(Pointing and labeling entries)
########

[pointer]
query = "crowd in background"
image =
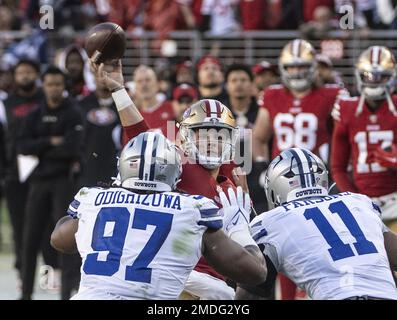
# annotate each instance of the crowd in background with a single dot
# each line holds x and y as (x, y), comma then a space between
(81, 151)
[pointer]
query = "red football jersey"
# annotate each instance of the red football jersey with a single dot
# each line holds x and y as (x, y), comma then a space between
(301, 122)
(157, 117)
(356, 138)
(195, 179)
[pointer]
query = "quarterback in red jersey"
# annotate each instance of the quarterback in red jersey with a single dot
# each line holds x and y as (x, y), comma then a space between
(208, 133)
(366, 132)
(297, 112)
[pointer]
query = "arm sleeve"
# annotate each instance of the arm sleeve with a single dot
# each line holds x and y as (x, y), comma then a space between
(209, 215)
(340, 158)
(134, 130)
(28, 143)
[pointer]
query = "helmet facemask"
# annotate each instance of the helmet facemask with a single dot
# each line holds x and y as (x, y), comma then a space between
(299, 80)
(209, 146)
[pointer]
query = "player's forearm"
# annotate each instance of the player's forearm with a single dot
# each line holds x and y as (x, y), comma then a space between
(390, 239)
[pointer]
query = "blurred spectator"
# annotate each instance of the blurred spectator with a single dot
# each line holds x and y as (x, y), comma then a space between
(33, 47)
(67, 13)
(184, 72)
(387, 10)
(23, 100)
(365, 13)
(265, 74)
(101, 137)
(74, 62)
(165, 82)
(326, 73)
(54, 134)
(273, 14)
(310, 6)
(156, 112)
(6, 19)
(183, 96)
(252, 14)
(219, 16)
(210, 79)
(320, 26)
(191, 12)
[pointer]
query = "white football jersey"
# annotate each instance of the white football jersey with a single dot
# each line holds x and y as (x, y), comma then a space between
(140, 246)
(332, 247)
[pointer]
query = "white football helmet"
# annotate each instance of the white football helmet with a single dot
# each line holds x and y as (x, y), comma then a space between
(295, 174)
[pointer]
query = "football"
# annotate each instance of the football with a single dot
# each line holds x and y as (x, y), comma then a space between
(105, 41)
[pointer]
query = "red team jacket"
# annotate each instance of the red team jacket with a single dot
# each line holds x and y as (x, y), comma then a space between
(302, 122)
(195, 179)
(359, 136)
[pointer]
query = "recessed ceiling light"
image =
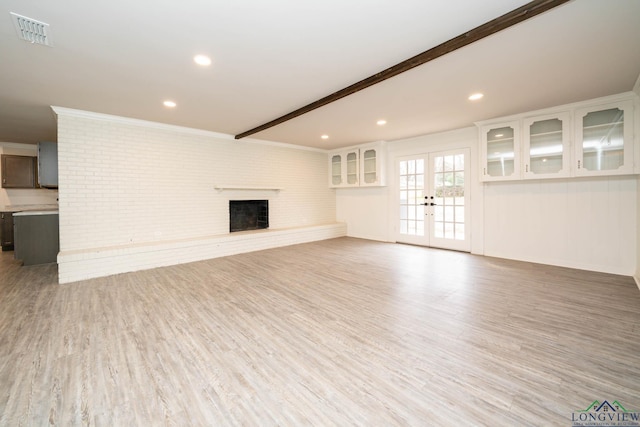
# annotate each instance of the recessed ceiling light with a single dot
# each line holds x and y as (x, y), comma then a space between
(202, 60)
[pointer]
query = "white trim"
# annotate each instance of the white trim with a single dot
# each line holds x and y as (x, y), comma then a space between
(18, 145)
(173, 128)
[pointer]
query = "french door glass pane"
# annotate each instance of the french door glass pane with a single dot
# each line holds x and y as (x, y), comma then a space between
(449, 197)
(412, 197)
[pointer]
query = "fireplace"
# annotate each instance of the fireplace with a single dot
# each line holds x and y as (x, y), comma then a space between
(248, 215)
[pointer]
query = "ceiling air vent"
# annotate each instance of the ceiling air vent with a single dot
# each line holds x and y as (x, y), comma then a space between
(31, 30)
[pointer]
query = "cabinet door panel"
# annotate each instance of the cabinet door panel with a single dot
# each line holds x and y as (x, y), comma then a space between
(501, 152)
(546, 146)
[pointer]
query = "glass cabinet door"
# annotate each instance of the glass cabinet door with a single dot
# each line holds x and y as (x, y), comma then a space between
(370, 175)
(352, 168)
(336, 169)
(501, 152)
(604, 140)
(546, 146)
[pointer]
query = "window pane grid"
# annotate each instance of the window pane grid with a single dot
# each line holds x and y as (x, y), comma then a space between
(449, 197)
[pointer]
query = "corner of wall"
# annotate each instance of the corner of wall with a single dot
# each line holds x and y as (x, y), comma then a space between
(636, 87)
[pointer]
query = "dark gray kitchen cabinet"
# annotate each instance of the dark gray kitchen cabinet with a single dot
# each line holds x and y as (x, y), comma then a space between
(48, 164)
(18, 171)
(37, 238)
(6, 231)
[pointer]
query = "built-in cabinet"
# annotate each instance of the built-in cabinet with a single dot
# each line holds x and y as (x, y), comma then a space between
(604, 139)
(18, 171)
(361, 166)
(585, 139)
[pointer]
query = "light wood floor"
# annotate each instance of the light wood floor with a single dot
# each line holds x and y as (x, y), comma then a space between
(339, 332)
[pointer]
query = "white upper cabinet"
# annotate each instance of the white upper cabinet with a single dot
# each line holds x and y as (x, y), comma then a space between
(501, 151)
(372, 165)
(361, 166)
(587, 138)
(546, 147)
(336, 175)
(604, 139)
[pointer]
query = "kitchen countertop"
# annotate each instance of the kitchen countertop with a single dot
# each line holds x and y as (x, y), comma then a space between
(28, 208)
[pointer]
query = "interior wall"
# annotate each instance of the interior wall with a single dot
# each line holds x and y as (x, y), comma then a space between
(637, 275)
(127, 182)
(24, 196)
(586, 223)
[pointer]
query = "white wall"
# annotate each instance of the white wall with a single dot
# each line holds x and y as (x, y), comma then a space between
(586, 223)
(130, 184)
(365, 211)
(21, 196)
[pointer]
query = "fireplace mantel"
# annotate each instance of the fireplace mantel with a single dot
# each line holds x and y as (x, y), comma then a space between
(245, 187)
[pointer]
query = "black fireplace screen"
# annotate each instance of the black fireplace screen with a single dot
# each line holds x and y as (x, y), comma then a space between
(248, 215)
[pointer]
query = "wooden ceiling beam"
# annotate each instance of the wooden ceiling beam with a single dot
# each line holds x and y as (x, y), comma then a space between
(507, 20)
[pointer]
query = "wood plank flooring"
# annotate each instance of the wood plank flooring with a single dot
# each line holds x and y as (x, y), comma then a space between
(338, 332)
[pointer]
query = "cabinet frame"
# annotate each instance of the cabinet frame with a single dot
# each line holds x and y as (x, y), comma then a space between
(571, 116)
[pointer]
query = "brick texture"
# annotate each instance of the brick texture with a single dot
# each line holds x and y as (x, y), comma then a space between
(126, 184)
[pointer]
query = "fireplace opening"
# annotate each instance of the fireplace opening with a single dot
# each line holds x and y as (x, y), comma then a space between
(248, 215)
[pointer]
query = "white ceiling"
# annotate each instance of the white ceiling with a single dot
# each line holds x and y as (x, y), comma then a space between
(125, 57)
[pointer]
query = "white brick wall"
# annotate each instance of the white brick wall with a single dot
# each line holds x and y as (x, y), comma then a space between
(127, 184)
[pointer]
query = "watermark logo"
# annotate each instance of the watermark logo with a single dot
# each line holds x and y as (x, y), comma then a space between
(603, 413)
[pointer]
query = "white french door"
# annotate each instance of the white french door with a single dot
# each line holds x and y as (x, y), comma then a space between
(433, 200)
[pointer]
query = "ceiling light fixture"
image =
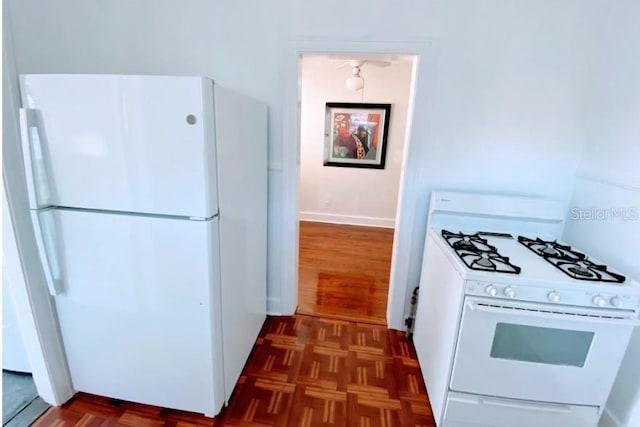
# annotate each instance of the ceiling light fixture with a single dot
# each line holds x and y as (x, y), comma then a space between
(356, 81)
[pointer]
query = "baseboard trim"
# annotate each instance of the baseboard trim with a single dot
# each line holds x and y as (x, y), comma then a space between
(347, 219)
(274, 306)
(609, 420)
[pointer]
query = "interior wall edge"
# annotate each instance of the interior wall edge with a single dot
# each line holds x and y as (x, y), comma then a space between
(358, 220)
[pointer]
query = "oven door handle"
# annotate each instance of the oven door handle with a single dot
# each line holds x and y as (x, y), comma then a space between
(553, 312)
(525, 405)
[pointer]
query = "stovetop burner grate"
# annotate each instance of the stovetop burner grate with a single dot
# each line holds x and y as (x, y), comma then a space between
(478, 254)
(571, 262)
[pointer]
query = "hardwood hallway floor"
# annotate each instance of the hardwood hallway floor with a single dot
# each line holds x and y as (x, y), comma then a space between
(303, 371)
(344, 271)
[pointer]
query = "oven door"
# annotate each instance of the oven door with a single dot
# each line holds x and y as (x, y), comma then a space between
(539, 352)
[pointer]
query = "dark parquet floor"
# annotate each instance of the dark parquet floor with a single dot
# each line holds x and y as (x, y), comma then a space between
(304, 371)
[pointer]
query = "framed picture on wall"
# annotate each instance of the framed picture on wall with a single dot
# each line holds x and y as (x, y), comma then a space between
(356, 134)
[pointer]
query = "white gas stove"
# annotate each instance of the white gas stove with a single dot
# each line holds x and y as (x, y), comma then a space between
(514, 327)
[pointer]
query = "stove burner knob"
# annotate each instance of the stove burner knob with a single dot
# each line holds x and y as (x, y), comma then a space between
(491, 290)
(599, 301)
(509, 292)
(553, 296)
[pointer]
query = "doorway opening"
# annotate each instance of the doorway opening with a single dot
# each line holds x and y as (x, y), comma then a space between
(347, 212)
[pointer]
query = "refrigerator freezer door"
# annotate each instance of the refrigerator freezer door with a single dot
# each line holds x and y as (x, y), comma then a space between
(139, 308)
(121, 143)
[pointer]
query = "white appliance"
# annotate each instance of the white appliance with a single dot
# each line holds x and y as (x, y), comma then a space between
(513, 327)
(14, 354)
(148, 197)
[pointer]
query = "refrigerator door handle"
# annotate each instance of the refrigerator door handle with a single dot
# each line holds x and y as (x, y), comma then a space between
(44, 232)
(33, 155)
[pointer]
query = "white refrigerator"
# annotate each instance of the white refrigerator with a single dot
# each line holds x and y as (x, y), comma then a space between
(149, 205)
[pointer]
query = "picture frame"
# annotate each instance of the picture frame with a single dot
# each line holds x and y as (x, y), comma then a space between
(356, 134)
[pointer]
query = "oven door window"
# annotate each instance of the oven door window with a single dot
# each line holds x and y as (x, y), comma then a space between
(535, 344)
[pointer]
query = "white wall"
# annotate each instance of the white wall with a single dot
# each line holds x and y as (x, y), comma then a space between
(499, 95)
(350, 195)
(609, 183)
(497, 90)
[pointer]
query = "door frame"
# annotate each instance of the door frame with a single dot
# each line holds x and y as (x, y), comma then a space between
(398, 280)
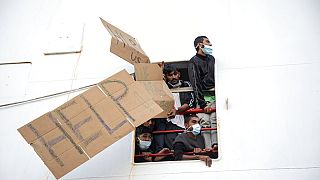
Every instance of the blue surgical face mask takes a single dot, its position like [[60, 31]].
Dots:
[[207, 50], [144, 145], [195, 129]]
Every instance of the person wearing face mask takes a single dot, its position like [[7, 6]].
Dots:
[[201, 71], [183, 101], [191, 140], [144, 146]]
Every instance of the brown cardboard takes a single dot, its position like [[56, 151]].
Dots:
[[90, 122], [150, 76], [148, 72], [161, 95], [124, 45]]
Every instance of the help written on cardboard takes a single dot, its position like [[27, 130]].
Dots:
[[71, 134]]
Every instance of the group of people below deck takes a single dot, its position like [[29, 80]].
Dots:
[[192, 140]]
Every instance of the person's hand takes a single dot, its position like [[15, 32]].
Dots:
[[215, 147], [206, 159], [164, 150], [197, 150], [208, 110], [172, 113], [146, 157]]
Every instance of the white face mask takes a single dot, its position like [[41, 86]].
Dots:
[[144, 144], [207, 50]]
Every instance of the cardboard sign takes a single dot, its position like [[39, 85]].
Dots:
[[151, 77], [124, 45], [76, 131], [148, 72]]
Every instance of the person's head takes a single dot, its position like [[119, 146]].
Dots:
[[202, 45], [171, 74], [143, 137], [149, 123], [192, 125]]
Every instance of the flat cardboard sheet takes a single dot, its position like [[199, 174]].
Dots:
[[124, 45], [151, 77], [71, 134]]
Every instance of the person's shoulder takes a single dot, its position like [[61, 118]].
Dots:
[[180, 138], [185, 84], [211, 57], [194, 58]]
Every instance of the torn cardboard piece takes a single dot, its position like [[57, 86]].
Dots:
[[124, 45], [151, 77], [79, 129]]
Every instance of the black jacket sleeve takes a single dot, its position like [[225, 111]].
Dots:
[[178, 151], [195, 81]]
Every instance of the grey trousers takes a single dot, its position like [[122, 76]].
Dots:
[[207, 121]]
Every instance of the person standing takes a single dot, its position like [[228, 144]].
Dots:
[[201, 71]]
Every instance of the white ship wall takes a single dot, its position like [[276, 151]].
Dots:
[[267, 80]]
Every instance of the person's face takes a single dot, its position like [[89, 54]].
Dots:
[[205, 41], [149, 123], [145, 137], [173, 77], [192, 121]]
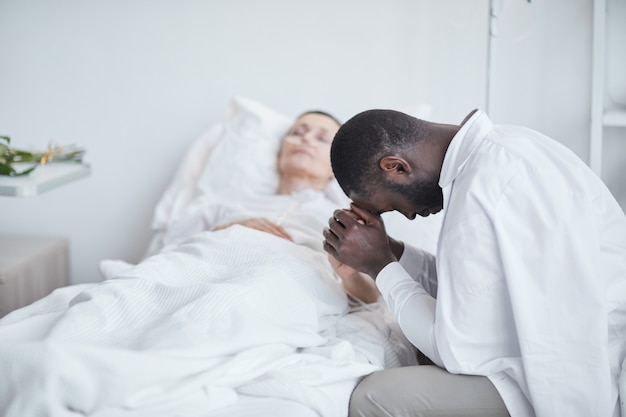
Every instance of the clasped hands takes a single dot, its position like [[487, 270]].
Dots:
[[357, 238]]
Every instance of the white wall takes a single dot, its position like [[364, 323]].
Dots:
[[134, 82]]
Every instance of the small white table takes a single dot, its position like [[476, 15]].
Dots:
[[43, 178]]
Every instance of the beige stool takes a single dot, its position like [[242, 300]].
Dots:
[[30, 268]]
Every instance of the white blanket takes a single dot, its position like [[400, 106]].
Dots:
[[230, 312]]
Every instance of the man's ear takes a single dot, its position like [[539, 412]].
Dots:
[[395, 167]]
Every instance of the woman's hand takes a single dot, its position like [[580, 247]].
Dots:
[[359, 286], [259, 223]]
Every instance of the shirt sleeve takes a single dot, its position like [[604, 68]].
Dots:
[[420, 265], [411, 304]]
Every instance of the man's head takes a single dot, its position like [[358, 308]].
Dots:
[[386, 160]]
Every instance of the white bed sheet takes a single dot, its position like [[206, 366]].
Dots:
[[193, 330]]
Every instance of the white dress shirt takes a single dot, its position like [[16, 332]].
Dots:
[[530, 281]]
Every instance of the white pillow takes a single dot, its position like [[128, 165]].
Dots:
[[245, 157]]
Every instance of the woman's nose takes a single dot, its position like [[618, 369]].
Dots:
[[308, 138]]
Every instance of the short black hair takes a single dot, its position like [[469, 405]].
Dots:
[[362, 142]]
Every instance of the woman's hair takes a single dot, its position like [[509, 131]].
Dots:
[[362, 142], [323, 113]]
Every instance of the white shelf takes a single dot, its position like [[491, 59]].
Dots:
[[43, 178], [615, 118]]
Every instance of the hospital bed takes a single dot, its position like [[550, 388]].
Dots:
[[313, 380]]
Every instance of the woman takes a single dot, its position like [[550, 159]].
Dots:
[[298, 211]]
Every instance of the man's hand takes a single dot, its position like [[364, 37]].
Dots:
[[357, 238], [262, 224]]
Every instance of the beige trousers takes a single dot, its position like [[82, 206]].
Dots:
[[425, 391]]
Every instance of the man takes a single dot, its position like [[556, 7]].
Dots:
[[525, 301]]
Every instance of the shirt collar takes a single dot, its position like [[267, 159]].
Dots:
[[474, 129]]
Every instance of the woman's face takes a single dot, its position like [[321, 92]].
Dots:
[[305, 151]]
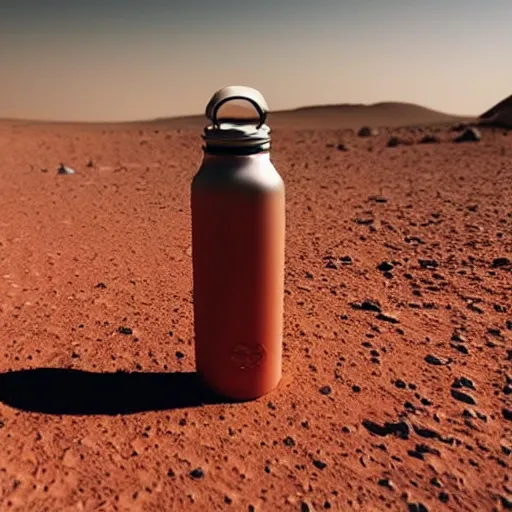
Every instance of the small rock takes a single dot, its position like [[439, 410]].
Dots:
[[393, 142], [468, 135], [463, 397], [459, 338], [425, 432], [436, 483], [368, 305], [460, 348], [386, 482], [428, 264], [366, 131], [65, 170], [430, 139], [197, 474], [437, 361], [400, 429], [319, 464], [388, 318], [325, 390], [378, 199], [463, 382], [385, 266], [444, 497], [501, 262], [417, 507]]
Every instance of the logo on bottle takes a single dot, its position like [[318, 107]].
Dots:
[[248, 356]]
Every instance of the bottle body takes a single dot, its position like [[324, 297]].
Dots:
[[238, 251]]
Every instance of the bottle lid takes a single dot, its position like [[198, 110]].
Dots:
[[237, 135]]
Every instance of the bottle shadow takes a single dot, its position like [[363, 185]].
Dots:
[[76, 392]]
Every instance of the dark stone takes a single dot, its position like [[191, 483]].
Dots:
[[197, 474], [326, 390], [444, 497], [463, 397], [428, 264], [400, 429], [289, 441], [319, 464], [430, 139], [501, 262], [367, 305], [468, 135], [436, 361], [393, 142], [463, 382], [366, 131], [417, 507], [385, 266], [387, 318]]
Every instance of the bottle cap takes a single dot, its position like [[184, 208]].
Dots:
[[237, 135]]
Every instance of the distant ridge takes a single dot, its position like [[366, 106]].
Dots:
[[500, 115], [330, 116]]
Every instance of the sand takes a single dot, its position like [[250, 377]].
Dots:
[[398, 318]]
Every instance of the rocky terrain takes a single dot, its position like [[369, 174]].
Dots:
[[398, 318]]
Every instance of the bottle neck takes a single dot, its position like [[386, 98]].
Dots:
[[261, 156], [212, 149]]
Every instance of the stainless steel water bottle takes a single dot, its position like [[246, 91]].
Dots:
[[238, 250]]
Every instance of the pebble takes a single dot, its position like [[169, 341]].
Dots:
[[437, 361], [319, 464], [428, 264], [325, 390], [197, 474], [400, 429], [444, 497], [501, 262], [289, 441], [385, 317], [385, 266], [386, 482], [463, 397], [367, 305], [417, 507], [461, 382]]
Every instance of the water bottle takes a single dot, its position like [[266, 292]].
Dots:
[[238, 251]]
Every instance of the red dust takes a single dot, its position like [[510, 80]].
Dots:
[[96, 283]]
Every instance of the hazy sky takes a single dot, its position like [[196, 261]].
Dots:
[[134, 59]]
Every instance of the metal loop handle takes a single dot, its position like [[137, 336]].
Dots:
[[237, 92]]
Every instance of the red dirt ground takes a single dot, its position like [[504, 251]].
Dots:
[[96, 279]]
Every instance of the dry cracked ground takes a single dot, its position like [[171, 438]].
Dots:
[[397, 365]]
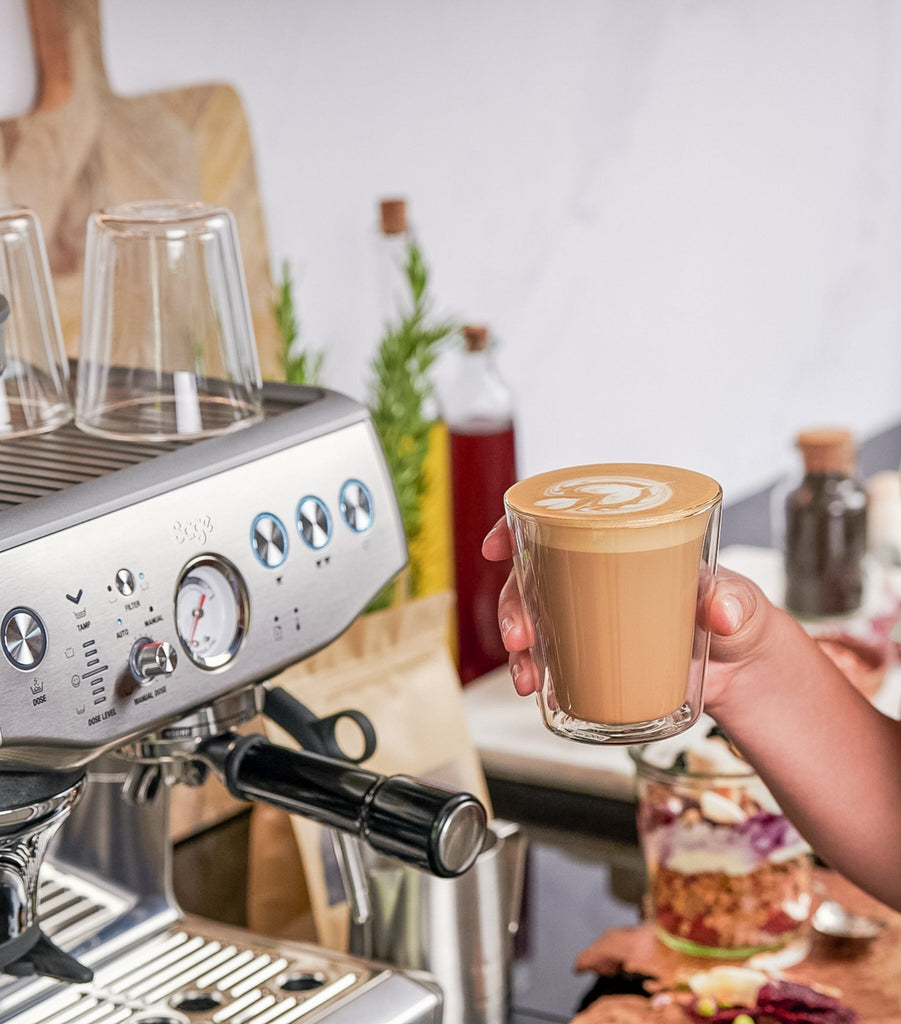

########

** Required work **
Copy out the data word for word, beginning with the line that contains "Every instance of the small white" and ending with the line that contains "[[308, 138]]", both lines included.

** Exercise answer **
Every instance of the small white table takes a single dot, its position like [[476, 15]].
Dots:
[[43, 178]]
Every instance of the beige stool takes a single dot, its position like [[242, 300]].
Dots:
[[30, 268]]
Every instance of the white blanket takes a single dot, its position like [[400, 106]].
Dots:
[[230, 312]]
Every instance of the man's ear takes a single dot, its position like [[539, 412]].
Dots:
[[395, 167]]
Every instance of the woman's hand takes a single dot, its position like [[580, 247]].
Dots:
[[359, 286], [259, 223]]
Every instance of the shirt sleeve takes a single dot, its position like [[604, 68]].
Dots:
[[420, 265], [411, 304]]
Every instance of the man's head takes a single dot, its position like [[358, 308]].
Dots:
[[386, 160]]
Every instance of the white bed sheet takes a single dot, its position like [[206, 366]].
Dots:
[[193, 330]]
Every instance of the white dress shirt takes a single dot, its position like [[16, 332]].
Dots:
[[530, 281]]
Every instance of the white pillow takes a single dot, its position like [[128, 165]].
Dots:
[[245, 157]]
Every instance of the woman's nose takes a single dot, its position like [[618, 369]].
Dots:
[[308, 138]]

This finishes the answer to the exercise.